What the exercise asks → Rescale the lines from the one holding "Target: mouse leg" through the end of the material, inclusive. Reproduce those lines with the requests, multiply every point coordinate in the answers by 2.3, and round to whole numbers with halves rounded up. Leave the requests and format samples unchanged, and omit the pictures.

[Point annotation dataset records]
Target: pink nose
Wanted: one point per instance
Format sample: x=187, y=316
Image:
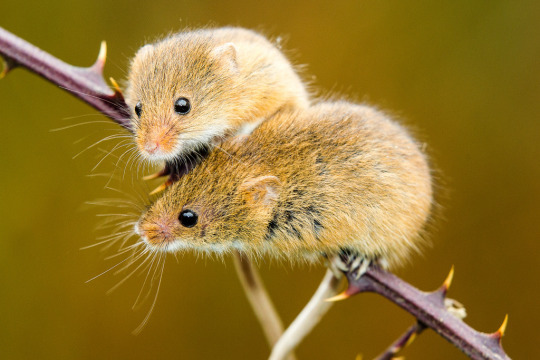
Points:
x=151, y=147
x=155, y=233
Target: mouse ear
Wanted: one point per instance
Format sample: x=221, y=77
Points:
x=226, y=53
x=262, y=190
x=144, y=50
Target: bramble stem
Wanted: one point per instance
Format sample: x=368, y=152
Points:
x=85, y=83
x=308, y=317
x=430, y=310
x=259, y=299
x=402, y=342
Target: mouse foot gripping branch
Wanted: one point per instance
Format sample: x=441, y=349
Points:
x=88, y=85
x=430, y=309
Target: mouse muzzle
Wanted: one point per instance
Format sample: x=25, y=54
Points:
x=157, y=232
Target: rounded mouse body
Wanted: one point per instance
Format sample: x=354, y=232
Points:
x=334, y=177
x=195, y=88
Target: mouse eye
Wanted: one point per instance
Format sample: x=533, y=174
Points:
x=182, y=106
x=188, y=218
x=138, y=109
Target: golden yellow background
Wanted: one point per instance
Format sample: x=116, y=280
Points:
x=465, y=75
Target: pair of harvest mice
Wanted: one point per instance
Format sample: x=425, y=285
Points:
x=255, y=166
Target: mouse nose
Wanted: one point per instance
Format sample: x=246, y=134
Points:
x=157, y=232
x=151, y=147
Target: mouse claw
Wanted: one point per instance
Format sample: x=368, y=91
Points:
x=161, y=187
x=163, y=172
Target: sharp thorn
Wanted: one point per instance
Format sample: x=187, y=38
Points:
x=338, y=297
x=448, y=281
x=7, y=66
x=410, y=340
x=160, y=188
x=102, y=56
x=500, y=333
x=115, y=86
x=152, y=176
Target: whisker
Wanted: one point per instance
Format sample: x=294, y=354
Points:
x=145, y=321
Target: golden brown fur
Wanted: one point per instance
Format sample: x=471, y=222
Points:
x=232, y=76
x=335, y=176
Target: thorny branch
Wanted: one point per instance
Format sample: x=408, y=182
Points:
x=428, y=308
x=85, y=83
x=88, y=85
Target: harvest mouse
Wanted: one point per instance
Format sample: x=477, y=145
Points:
x=195, y=88
x=336, y=178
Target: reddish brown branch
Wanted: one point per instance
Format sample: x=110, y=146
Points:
x=430, y=310
x=402, y=342
x=85, y=83
x=88, y=85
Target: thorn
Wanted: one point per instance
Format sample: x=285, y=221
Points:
x=7, y=66
x=102, y=56
x=115, y=86
x=500, y=333
x=338, y=297
x=411, y=339
x=161, y=187
x=448, y=281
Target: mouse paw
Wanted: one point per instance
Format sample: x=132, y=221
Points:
x=351, y=263
x=163, y=172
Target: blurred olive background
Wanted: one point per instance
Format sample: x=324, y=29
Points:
x=464, y=75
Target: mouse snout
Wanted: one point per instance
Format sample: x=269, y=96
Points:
x=157, y=141
x=157, y=232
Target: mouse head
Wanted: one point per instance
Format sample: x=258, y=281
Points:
x=178, y=95
x=214, y=214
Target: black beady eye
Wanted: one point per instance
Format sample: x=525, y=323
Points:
x=182, y=106
x=138, y=109
x=188, y=218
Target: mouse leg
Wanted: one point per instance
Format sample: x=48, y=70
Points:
x=174, y=171
x=163, y=172
x=348, y=261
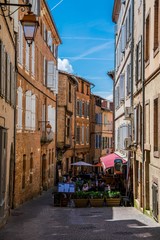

Exercise response →
Target: mouse leg
Wanted: one point per instance
Format sample: x=48, y=70
Points:
x=400, y=393
x=375, y=396
x=800, y=600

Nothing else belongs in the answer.